Exercise objective:
From the Jamaica news text below, quote the passage from "PERMANENT BOUNDARY MARKERS" up to and including "designated protected areas." word for word.

Reading text:
+ + + + +

PAN AMERICAN HEALTH ORGANIZATION COMMENDED JAMAICA’S MANAGEMENT OF COVID-19
Jamaica was praised by the Pan American Health Organization (PAHO) for its handling of COVID-19 spread reduction via contact tracing. Only three countries were singled out for the commendation by PAHO: Jamaica, Costa Rica, and Argentina. According to the organization’s assistant director, Dr. Jarbas Barbosa, these nations did “particularly well” in managing contact tracing for the prevention of the disease and controlling its spread throughout the community.

PERMANENT BOUNDARY MARKERS FOR COCKPIT COUNTRY ESTABLISHED
Jamaica’s Forestry Department announced that boundaries for the Cockpit Country had been established by the placing of permanent markers. The boundaries include 100 kilometers of land within the official marking of the area, which is considered a valuable ecological resource. The markers are consistent with the mandate imposed on the Forestry Department in 2017. The Department continued to aid the Jamaican government in the designated protected areas.

+ + + + +

Supplied information:

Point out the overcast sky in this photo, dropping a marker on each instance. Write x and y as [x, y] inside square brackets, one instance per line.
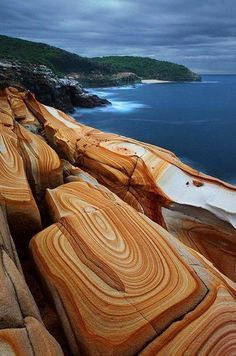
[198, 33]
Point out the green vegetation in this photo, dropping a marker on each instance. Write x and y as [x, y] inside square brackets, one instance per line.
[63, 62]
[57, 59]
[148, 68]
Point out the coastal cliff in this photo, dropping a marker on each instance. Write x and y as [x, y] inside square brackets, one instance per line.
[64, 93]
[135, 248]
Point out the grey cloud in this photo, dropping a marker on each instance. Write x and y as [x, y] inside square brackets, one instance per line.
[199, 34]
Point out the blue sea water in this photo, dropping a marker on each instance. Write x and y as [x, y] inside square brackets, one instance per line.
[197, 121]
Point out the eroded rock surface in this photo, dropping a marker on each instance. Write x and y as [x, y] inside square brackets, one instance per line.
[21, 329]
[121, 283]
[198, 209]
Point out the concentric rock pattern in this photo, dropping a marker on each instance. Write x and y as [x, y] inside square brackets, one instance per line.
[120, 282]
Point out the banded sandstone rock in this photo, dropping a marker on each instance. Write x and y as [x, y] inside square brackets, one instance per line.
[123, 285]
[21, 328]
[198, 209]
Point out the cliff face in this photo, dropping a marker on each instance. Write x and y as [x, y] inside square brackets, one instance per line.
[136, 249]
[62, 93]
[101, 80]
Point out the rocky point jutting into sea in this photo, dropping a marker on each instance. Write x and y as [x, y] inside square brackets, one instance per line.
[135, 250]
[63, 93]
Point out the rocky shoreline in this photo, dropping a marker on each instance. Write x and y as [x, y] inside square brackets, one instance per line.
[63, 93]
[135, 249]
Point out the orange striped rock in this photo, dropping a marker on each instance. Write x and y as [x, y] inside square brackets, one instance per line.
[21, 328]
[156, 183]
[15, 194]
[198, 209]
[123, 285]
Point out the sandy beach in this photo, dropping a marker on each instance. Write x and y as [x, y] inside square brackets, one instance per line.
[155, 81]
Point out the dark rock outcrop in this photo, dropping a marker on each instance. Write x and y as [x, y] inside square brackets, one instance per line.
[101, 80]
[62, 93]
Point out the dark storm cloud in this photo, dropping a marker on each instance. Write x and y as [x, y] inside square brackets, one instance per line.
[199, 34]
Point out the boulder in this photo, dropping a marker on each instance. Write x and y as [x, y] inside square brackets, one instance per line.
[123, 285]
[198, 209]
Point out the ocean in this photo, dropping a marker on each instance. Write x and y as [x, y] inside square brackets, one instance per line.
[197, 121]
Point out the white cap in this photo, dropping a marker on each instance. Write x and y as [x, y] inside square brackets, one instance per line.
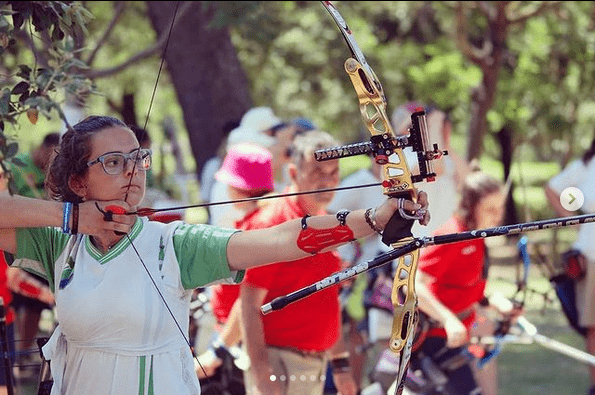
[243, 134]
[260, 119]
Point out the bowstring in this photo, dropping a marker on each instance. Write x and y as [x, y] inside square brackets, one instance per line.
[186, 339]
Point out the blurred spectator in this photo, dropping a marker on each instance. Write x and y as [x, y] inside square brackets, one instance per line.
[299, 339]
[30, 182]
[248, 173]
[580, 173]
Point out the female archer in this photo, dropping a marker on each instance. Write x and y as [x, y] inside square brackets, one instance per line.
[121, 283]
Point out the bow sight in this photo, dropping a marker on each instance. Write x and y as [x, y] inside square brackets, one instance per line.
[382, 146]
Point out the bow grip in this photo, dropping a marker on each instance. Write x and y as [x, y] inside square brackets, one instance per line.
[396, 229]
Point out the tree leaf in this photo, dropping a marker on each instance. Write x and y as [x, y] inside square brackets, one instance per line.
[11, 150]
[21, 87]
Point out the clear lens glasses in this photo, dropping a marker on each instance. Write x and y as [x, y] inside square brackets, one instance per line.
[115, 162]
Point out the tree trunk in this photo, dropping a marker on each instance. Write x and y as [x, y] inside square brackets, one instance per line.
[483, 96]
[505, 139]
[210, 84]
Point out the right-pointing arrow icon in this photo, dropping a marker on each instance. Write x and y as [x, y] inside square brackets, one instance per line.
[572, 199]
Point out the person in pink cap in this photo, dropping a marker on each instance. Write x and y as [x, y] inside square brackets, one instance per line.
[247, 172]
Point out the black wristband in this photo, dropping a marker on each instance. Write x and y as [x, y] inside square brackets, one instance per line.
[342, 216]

+ + + + +

Solution to this task:
PERMANENT BOUNDARY MARKERS FOR COCKPIT COUNTRY ESTABLISHED
Jamaica’s Forestry Department announced that boundaries for the Cockpit Country had been established by the placing of permanent markers. The boundaries include 100 kilometers of land within the official marking of the area, which is considered a valuable ecological resource. The markers are consistent with the mandate imposed on the Forestry Department in 2017. The Department continued to aid the Jamaican government in the designated protected areas.